Copy out the material below, beginning with the line containing "Query: white line marking on grass" and continuing through the line containing "(1206, 806)", both included. Keep every line in that span, adding 34 to each coordinate value and leaving all other text unchanged.
★ ★ ★ ★
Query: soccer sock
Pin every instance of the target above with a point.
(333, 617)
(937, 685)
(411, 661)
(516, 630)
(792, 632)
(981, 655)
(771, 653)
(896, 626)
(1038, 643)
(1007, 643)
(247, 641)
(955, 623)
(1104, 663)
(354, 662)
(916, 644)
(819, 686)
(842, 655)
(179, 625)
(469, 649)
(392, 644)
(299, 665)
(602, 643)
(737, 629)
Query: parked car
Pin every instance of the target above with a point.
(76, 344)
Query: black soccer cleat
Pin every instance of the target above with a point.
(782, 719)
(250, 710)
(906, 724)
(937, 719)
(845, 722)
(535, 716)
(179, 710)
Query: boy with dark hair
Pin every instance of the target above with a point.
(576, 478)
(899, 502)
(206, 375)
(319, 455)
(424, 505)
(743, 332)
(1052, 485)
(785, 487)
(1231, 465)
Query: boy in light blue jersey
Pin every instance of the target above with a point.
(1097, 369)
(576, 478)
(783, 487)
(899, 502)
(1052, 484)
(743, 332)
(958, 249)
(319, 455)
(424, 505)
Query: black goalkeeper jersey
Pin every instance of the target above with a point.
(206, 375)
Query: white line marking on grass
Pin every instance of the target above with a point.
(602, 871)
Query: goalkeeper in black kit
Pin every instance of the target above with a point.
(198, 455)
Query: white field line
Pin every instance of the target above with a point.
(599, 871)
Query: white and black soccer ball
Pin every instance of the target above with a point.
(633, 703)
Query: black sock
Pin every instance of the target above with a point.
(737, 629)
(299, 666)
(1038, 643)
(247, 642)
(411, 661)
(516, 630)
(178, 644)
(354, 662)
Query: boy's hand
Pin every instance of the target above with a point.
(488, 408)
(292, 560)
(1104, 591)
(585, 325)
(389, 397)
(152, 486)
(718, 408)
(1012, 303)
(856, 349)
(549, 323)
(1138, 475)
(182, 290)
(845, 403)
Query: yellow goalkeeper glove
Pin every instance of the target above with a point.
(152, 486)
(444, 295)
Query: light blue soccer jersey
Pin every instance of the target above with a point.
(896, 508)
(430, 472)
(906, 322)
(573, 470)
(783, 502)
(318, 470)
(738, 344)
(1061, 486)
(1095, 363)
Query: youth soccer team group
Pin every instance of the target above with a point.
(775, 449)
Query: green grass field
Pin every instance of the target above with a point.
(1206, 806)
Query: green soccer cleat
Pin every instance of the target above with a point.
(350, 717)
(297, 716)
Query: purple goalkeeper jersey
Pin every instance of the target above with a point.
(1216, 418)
★ ★ ★ ★
■ The completed task:
Query: white line marking on grass
Pin every instance of the target above with a point.
(636, 905)
Query: goalkeeper in black kit
Pin every instance of the target above with a point.
(232, 489)
Query: white field line
Pin every instance of the target above with a point.
(633, 905)
Query: white and black soccer ball
Pin every instance of the target above with a point.
(667, 737)
Query: black sock
Pin every instance of the target above with a point.
(771, 663)
(333, 700)
(1072, 677)
(281, 676)
(445, 695)
(550, 664)
(212, 678)
(388, 696)
Query: boy's hand
Pin every instance of the target above with a point.
(522, 442)
(326, 594)
(1138, 625)
(619, 359)
(423, 431)
(186, 520)
(752, 442)
(1046, 337)
(890, 383)
(583, 357)
(1172, 509)
(216, 324)
(879, 437)
Query: yellow goalkeeper glove
Pin every instance of the target above with a point.
(186, 520)
(478, 329)
Query: light blue soccer jersey
Pin every instance of the target above with a point.
(930, 542)
(464, 506)
(940, 356)
(607, 504)
(817, 536)
(352, 504)
(772, 378)
(1095, 520)
(1129, 397)
Query: youth soccer team group
Pin every instance of the target above with a point.
(809, 483)
Query: green grass field
Pin every instance of the target above with a point.
(1240, 840)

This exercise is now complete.